* [WHAT TO DO] There is material below. Print exactly the lines starting at the line with "Target: teal t-shirt" and ending at the line with "Could you kindly tag the navy", ends included, and no others.
+---+
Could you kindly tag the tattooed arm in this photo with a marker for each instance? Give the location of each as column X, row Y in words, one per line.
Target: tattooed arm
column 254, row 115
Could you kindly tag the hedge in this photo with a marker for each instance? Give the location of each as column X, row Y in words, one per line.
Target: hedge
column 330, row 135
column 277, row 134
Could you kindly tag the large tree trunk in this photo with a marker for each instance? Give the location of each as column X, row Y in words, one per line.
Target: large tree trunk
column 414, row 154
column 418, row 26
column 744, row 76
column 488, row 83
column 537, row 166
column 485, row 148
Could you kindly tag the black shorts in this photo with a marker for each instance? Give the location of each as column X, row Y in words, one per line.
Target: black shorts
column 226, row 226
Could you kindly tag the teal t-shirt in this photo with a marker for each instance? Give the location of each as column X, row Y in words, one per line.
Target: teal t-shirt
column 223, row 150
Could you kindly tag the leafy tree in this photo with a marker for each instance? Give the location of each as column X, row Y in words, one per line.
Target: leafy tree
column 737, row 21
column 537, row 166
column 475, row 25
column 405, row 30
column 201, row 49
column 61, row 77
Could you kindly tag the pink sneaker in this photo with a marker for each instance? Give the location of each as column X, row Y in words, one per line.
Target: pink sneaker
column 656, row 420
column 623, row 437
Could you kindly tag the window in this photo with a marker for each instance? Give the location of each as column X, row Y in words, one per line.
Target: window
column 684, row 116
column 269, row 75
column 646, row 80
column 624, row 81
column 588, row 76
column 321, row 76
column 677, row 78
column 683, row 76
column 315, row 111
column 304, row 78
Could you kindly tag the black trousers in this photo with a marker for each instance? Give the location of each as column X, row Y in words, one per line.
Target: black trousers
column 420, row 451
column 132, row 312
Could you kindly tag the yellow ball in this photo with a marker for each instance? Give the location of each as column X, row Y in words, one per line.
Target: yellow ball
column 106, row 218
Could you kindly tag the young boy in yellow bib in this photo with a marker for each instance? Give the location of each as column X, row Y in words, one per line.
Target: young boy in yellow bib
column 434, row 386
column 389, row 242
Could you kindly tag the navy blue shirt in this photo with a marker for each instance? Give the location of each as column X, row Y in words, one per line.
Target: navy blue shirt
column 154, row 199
+---+
* [ANSWER TO THIS PROBLEM]
Target: teal t-shirt
column 223, row 150
Could you kindly tag the leafy tree in this photo with a marker for each instance? Give the location of each as column X, row Y in words, one per line.
Target: leafy tree
column 737, row 21
column 537, row 166
column 475, row 25
column 405, row 30
column 201, row 49
column 61, row 77
Could you kindly tag the pink sneaker in this photo with a marker for each instance? Give the location of each as column X, row Y in words, one per line.
Target: pink sneaker
column 656, row 420
column 623, row 437
Could you kindly tag the window in this photo with a marker for each instance? Give the location of each as column X, row Y in words, one per line.
Target: window
column 684, row 116
column 269, row 75
column 646, row 80
column 624, row 81
column 588, row 76
column 321, row 76
column 677, row 78
column 683, row 76
column 315, row 111
column 304, row 78
Could you kindly tag the black trousers in this photo with a marker for each instance? Give the location of each as column X, row Y in words, one per line.
Target: black trousers
column 420, row 451
column 132, row 312
Could you kindly tag the yellow ball in this photo with a marker for each instance? Give the location of each as column X, row Y in words, one per line.
Target: yellow ball
column 106, row 218
Could you kindly tag the young boy in yellow bib in this photo with a marker for each instance? Give the location of each as column X, row Y in words, one per line.
Target: young boy in yellow bib
column 434, row 386
column 389, row 242
Could you kindly tag the navy blue shirt in this photo with a marker for each instance? Give the location of each as column X, row Y in words, one per line.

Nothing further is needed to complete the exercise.